Work order: Counting from the line that holds "Target: flush mount ceiling light", return each line exactly, through and including the last line of the entries.

Given data:
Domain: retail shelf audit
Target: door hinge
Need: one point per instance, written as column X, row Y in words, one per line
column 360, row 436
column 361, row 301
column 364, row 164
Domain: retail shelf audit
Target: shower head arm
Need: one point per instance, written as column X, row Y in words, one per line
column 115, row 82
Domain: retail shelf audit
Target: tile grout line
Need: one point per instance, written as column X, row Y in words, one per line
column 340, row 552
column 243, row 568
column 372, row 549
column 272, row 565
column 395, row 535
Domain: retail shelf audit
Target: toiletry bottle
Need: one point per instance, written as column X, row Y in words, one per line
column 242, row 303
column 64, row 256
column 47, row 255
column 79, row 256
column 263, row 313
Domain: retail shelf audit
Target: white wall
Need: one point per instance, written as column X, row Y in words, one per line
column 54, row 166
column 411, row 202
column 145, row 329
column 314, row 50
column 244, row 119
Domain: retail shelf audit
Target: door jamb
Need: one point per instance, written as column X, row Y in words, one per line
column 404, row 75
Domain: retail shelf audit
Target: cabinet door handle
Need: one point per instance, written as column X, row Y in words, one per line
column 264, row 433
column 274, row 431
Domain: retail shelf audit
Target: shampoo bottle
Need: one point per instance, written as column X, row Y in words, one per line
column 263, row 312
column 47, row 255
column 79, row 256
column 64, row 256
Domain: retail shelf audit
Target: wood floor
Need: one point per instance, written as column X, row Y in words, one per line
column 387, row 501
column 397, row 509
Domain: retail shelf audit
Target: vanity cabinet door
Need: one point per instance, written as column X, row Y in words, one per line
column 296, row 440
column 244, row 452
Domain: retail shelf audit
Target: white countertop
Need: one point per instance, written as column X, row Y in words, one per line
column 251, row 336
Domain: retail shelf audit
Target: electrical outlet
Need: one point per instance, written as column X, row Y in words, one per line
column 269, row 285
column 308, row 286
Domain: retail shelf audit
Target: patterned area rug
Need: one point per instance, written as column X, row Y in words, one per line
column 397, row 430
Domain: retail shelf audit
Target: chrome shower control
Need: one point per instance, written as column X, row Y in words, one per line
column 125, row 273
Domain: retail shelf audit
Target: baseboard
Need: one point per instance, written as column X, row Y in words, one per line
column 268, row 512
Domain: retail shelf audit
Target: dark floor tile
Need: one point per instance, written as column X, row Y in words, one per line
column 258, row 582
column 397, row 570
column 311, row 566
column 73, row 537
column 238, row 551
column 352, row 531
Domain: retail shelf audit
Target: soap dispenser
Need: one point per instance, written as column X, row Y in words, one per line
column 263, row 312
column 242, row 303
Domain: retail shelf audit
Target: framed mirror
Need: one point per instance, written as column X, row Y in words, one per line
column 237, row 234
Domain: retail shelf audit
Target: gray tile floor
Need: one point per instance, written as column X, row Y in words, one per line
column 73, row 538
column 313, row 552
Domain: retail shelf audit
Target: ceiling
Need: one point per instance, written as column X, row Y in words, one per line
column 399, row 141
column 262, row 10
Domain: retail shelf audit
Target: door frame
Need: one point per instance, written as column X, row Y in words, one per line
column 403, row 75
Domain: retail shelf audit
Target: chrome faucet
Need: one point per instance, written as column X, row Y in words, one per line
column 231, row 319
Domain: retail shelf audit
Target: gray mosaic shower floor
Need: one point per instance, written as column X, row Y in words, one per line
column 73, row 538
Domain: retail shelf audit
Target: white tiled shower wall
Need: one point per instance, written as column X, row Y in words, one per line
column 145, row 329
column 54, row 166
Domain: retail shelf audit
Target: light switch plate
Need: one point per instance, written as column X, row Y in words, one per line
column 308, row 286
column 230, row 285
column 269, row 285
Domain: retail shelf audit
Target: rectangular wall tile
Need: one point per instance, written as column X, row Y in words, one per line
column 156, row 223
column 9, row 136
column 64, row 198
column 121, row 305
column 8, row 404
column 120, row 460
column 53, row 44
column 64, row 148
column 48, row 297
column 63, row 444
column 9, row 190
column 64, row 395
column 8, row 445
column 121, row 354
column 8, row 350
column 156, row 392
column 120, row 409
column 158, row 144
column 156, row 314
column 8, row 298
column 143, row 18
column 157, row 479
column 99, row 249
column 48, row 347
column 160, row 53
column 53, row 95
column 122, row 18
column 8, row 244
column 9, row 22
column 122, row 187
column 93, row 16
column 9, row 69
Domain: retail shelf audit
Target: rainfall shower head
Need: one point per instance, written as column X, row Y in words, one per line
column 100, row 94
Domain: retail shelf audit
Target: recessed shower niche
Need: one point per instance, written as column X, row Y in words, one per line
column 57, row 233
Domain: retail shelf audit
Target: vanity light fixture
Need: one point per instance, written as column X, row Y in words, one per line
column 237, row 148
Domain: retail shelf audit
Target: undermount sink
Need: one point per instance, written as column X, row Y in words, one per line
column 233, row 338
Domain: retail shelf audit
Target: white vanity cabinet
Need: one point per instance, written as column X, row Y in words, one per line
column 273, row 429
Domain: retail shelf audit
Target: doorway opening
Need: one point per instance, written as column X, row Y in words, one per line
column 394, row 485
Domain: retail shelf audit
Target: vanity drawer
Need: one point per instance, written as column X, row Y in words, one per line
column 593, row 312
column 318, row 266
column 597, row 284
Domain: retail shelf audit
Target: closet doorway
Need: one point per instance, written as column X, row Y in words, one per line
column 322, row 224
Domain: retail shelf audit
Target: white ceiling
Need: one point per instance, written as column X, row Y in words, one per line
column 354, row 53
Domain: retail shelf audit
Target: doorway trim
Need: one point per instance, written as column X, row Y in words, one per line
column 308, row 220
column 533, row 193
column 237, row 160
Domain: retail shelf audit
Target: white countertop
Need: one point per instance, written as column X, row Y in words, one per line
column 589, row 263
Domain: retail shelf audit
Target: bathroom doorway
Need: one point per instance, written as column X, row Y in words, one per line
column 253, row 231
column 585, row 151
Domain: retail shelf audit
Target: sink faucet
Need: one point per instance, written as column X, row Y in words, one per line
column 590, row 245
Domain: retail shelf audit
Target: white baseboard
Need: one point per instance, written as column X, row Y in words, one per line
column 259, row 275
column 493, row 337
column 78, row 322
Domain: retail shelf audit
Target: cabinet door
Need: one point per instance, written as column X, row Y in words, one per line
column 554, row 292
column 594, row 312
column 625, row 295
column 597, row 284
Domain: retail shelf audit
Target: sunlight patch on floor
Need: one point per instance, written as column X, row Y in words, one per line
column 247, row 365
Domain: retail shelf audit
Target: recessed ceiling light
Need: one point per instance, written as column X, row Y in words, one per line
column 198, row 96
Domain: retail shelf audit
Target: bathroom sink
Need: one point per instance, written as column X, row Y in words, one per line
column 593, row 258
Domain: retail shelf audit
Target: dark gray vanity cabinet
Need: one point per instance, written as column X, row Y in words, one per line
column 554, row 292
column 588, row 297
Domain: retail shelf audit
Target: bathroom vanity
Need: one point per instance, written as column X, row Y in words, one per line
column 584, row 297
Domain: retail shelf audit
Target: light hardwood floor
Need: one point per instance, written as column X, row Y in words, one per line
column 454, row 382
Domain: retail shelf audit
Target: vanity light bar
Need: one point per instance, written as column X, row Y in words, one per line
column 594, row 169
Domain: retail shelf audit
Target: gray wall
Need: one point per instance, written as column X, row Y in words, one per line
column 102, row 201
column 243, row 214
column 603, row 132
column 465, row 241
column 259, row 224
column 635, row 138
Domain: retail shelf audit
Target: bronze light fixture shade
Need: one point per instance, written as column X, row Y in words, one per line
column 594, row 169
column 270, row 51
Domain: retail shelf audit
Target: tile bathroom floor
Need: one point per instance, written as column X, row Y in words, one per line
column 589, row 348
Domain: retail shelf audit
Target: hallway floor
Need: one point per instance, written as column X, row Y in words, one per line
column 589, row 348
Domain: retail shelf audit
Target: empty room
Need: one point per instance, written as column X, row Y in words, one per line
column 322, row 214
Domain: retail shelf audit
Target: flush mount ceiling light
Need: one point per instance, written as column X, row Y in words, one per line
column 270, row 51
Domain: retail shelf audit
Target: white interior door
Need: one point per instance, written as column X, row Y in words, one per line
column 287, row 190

Reply:
Target: flush mount ceiling light
Need: one point per instance, written as column X, row Y in words, one per line
column 270, row 51
Domain: retail shelf audit
Target: white interior door
Need: one point per instance, written as column X, row Y in words, one per line
column 287, row 190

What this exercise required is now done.